EXERCISE PROMPT
For this exercise, output the line containing "Target: black tv screen" and every line after it through the end of the records, exactly, and no other line.
++++ ENTRIES PROVIDED ++++
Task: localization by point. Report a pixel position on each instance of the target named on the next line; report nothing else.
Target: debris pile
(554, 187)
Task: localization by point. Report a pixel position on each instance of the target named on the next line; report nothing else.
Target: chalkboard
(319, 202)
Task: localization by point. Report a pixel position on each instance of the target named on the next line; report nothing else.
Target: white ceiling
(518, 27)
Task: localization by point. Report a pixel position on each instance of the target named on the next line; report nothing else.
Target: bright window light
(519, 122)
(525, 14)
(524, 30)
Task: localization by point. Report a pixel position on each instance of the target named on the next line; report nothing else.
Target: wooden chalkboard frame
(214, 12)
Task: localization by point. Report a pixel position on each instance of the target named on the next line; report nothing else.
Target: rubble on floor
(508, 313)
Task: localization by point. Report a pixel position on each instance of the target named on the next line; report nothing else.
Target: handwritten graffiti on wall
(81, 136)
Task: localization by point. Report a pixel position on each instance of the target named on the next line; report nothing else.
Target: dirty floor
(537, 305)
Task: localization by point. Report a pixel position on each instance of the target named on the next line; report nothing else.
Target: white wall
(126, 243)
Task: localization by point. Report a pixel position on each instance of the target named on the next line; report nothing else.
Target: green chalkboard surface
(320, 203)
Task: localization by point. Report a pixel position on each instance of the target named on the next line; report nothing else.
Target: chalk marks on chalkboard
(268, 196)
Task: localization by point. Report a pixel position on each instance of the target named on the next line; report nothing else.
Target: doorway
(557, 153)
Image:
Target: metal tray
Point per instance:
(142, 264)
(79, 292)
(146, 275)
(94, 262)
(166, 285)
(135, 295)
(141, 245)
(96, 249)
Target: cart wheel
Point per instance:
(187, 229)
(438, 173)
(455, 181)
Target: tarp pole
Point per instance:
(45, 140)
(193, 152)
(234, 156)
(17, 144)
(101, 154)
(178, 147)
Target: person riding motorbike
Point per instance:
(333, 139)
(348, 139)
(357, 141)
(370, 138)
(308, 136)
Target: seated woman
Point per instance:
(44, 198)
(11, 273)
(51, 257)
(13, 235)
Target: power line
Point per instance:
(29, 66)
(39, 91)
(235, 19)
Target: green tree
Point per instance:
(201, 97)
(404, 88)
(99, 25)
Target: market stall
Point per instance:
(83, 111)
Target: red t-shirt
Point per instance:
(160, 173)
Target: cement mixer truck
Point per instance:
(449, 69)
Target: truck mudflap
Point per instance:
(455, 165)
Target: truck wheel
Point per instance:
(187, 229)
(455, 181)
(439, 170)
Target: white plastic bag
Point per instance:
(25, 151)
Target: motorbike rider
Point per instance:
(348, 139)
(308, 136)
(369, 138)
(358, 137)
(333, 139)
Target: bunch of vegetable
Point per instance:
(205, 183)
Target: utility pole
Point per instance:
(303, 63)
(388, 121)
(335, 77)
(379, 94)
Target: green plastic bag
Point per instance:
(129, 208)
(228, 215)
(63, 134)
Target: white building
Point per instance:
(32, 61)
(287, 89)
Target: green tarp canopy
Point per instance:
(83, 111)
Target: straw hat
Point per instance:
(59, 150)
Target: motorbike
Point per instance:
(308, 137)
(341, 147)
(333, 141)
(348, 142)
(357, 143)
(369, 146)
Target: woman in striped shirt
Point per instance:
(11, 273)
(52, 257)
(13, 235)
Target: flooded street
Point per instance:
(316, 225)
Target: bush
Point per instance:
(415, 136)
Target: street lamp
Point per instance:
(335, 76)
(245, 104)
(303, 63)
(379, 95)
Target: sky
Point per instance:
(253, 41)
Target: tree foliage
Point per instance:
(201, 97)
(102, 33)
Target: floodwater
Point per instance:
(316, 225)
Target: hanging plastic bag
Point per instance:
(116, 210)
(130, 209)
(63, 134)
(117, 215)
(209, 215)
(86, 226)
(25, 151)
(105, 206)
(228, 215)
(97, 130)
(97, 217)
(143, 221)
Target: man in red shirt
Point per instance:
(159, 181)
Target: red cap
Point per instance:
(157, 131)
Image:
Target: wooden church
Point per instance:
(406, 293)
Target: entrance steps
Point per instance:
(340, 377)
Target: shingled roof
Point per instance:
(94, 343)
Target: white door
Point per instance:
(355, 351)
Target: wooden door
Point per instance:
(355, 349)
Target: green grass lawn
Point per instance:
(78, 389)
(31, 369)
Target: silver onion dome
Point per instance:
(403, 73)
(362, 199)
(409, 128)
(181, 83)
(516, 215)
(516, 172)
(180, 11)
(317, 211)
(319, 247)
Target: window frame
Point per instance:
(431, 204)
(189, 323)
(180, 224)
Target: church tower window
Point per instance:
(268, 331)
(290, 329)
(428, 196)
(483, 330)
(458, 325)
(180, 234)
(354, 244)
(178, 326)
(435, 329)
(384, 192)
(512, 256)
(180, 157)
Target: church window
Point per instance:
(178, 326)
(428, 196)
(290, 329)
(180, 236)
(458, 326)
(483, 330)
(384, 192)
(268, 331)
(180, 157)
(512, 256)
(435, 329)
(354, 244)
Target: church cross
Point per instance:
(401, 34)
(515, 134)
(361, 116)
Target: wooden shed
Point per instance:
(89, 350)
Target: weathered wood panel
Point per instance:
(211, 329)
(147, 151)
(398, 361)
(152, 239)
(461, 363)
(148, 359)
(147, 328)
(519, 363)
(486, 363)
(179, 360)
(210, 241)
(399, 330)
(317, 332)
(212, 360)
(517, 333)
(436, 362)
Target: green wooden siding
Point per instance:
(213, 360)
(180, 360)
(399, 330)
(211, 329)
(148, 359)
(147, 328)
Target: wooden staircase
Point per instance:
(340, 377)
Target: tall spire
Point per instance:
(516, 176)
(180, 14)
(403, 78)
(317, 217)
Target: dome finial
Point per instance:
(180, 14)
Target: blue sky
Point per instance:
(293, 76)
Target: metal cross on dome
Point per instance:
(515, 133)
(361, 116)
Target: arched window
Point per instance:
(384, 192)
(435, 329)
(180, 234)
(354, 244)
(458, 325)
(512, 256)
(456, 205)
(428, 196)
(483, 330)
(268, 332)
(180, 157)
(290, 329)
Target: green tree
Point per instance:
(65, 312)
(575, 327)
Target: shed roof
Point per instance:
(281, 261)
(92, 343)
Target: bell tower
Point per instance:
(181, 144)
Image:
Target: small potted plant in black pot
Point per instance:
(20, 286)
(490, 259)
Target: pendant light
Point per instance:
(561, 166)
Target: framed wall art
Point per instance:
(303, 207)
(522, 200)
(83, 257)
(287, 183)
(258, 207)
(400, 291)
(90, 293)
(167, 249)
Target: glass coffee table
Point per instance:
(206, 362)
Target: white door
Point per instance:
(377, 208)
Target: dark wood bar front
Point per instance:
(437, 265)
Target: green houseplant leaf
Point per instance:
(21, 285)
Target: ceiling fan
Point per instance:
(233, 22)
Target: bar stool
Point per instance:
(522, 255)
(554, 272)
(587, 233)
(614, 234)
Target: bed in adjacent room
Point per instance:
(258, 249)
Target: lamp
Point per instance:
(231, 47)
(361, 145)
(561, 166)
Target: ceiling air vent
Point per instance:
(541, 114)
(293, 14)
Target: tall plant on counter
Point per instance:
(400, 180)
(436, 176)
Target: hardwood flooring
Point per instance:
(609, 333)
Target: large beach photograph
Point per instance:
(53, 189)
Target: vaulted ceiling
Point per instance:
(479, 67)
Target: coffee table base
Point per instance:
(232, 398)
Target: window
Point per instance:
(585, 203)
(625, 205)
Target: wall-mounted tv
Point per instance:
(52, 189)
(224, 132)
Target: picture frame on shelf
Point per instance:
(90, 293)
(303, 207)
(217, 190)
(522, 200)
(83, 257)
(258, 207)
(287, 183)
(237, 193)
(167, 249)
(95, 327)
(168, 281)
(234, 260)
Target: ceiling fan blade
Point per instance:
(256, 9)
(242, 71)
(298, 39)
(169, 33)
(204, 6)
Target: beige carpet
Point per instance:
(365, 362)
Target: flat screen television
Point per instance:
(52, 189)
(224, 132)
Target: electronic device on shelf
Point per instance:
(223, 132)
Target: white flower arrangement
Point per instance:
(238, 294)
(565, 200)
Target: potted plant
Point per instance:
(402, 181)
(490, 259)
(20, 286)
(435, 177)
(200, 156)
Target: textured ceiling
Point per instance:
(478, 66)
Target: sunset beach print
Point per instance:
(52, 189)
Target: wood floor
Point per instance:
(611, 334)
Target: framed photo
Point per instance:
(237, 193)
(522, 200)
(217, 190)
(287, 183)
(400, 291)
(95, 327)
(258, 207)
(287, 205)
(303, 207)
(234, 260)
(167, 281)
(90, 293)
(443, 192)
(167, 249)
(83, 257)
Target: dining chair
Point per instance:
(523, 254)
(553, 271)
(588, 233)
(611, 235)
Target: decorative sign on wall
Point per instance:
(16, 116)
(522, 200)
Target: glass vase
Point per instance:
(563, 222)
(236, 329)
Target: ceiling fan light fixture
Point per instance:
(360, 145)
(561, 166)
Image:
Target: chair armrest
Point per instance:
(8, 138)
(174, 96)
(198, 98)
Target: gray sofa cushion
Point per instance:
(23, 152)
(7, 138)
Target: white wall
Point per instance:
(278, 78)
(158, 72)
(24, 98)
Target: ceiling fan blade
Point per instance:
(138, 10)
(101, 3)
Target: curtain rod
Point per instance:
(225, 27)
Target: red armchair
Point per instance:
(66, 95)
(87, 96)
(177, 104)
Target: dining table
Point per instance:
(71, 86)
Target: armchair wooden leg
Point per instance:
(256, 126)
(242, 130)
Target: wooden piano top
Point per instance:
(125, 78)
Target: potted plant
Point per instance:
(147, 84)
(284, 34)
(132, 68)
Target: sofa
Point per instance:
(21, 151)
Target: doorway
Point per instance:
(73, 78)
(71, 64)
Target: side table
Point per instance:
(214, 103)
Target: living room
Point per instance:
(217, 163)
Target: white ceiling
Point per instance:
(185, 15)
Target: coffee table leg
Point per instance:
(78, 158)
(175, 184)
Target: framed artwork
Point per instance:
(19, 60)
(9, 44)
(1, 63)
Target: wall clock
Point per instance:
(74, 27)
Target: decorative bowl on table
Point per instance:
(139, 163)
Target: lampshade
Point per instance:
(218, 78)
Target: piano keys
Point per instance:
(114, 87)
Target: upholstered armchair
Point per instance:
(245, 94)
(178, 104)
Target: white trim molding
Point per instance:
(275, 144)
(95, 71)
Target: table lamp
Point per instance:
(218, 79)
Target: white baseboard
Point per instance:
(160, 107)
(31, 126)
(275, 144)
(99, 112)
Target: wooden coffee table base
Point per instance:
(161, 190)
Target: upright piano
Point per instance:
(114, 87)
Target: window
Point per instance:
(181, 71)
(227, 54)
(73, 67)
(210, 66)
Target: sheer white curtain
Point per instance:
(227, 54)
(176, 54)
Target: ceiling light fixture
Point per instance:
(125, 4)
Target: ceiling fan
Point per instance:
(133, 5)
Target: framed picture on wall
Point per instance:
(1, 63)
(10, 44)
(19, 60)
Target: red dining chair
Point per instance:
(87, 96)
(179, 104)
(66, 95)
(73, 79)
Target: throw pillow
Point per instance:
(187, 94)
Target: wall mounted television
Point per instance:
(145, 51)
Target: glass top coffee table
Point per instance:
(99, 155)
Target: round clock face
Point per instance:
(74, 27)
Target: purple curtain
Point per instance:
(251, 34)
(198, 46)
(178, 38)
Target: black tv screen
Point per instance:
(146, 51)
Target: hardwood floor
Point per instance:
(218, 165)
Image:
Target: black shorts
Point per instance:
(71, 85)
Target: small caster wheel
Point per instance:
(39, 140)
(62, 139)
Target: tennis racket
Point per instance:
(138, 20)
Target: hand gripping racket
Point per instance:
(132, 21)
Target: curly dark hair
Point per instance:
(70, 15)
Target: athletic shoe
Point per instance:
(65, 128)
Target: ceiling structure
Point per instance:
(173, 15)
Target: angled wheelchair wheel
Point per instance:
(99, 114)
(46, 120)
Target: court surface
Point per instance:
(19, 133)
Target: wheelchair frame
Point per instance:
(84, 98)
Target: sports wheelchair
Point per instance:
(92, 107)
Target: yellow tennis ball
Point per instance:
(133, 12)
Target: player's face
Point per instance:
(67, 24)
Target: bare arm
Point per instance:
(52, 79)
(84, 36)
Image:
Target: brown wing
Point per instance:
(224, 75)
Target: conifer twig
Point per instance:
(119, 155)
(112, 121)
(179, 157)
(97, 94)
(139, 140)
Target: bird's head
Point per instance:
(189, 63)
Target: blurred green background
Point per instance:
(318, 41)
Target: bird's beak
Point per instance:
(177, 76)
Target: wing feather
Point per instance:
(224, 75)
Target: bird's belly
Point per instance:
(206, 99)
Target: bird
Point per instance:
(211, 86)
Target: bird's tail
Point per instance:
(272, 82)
++++
RESPONSE
Target: black tv screen
Point per instance:
(146, 51)
Target: hardwood floor
Point per instance:
(218, 165)
Image:
Target: black shorts
Point per instance:
(71, 85)
Target: small caster wheel
Point per instance:
(39, 140)
(62, 139)
Target: tennis racket
Point per instance:
(138, 20)
Target: hand gripping racket
Point per instance:
(132, 21)
Target: curly dark hair
Point per instance:
(70, 15)
Target: athletic shoe
Point per instance:
(65, 128)
Target: ceiling structure
Point per instance:
(173, 15)
Target: angled wheelchair wheel
Point per instance:
(99, 114)
(46, 120)
Target: court surface
Point per instance:
(19, 133)
Target: wheelchair frame
Point per instance:
(84, 98)
Target: sports wheelchair
Point per instance:
(92, 107)
Target: yellow tennis ball
Point per instance:
(133, 12)
Target: player's face
Point per instance:
(67, 24)
Target: bare arm
Point per instance:
(52, 79)
(84, 36)
Image:
Target: brown wing
Point per instance:
(224, 75)
Target: conifer twig
Point per instance:
(119, 155)
(112, 121)
(179, 157)
(97, 94)
(139, 140)
Target: bird's head
Point per instance:
(189, 63)
Target: blurred green background
Point per instance:
(318, 41)
Target: bird's beak
Point per instance:
(177, 76)
Target: wing feather
Point per instance:
(224, 75)
Target: bird's belly
Point per instance:
(206, 99)
Target: bird
Point per instance:
(211, 86)
Target: bird's tail
Point per instance:
(272, 82)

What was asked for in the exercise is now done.